YOUR TASK: Write out the material below again, unchanged.

DATA ENTRIES:
>>>>

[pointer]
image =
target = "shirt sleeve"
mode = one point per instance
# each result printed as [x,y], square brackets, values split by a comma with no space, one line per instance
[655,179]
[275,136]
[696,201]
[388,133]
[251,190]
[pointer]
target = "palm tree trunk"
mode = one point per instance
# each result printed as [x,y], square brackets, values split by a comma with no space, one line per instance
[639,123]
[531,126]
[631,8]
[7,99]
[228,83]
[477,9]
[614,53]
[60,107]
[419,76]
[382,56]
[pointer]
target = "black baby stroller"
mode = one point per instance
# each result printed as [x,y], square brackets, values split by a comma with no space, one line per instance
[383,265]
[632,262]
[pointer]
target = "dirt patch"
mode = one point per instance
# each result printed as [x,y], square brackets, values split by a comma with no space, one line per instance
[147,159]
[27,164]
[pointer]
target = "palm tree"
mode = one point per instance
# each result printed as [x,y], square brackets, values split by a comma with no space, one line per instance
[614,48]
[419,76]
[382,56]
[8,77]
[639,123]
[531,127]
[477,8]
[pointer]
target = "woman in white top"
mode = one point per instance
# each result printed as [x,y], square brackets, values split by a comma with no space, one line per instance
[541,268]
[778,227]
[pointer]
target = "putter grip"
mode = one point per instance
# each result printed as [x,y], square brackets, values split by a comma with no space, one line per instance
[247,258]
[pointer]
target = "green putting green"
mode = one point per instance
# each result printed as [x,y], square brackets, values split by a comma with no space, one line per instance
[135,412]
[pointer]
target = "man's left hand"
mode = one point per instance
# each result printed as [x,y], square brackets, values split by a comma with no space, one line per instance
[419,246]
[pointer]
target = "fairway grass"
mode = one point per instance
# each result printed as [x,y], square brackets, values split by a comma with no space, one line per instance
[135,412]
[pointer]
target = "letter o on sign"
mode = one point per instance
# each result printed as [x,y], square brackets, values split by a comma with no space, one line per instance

<<<<

FULL OUTPUT:
[pointer]
image =
target = "shirt sleeve"
mode = one point per instance
# each result printed as [x,y], square brackets, values split by a comma with no space, one line per instance
[655,179]
[275,136]
[696,201]
[388,133]
[251,190]
[pointer]
target = "palm tree trunk"
mode = one point per instance
# each result printed as [x,y], square brackets, values split by a comma with no space, one line per instance
[639,123]
[531,126]
[631,8]
[7,99]
[228,83]
[477,9]
[614,53]
[60,107]
[419,76]
[382,56]
[pointer]
target = "black baby stroller"
mode = one point per instance
# each result printed as [x,y], square brackets, values split by a comma with no space, one line per instance
[383,265]
[632,262]
[pointer]
target = "dirt patch"
mode = one point per instance
# each result printed as [x,y], square brackets, values split by a comma with no space, one line per instance
[147,159]
[27,164]
[pointer]
target = "palm tree"
mode = one point per instance
# each result printed as [x,y], square brackets, values split by a comma with no space, one line per instance
[614,48]
[419,76]
[382,56]
[8,77]
[639,123]
[531,127]
[477,8]
[pointer]
target = "woman in white top"
mode = one point per instance
# each result printed as [x,y], square brackets, values split by a comma with no space, one line per instance
[541,268]
[778,227]
[pointer]
target = "putter grip"
mode = one point per instance
# each result printed as [x,y], square brackets, values split by a comma with no space, one line per instance
[247,258]
[pointer]
target = "green putting green"
mode = one point per instance
# each result printed as [x,y], square brackets, values split by a comma with no space, one line per instance
[135,412]
[pointer]
target = "man's left hand"
mode = one point per instance
# each result printed as [x,y], square brackets, values split by a comma with no space, one line per instance
[419,246]
[pointer]
target = "fairway grass"
mode = one point per instance
# each result printed as [x,y], square brackets, values split by a comma with no space, one line per instance
[135,412]
[pointer]
target = "letter o on sign"
mode = one point per instance
# each result printed as [x,y], square brackets, values split by a comma with no space, one line per instance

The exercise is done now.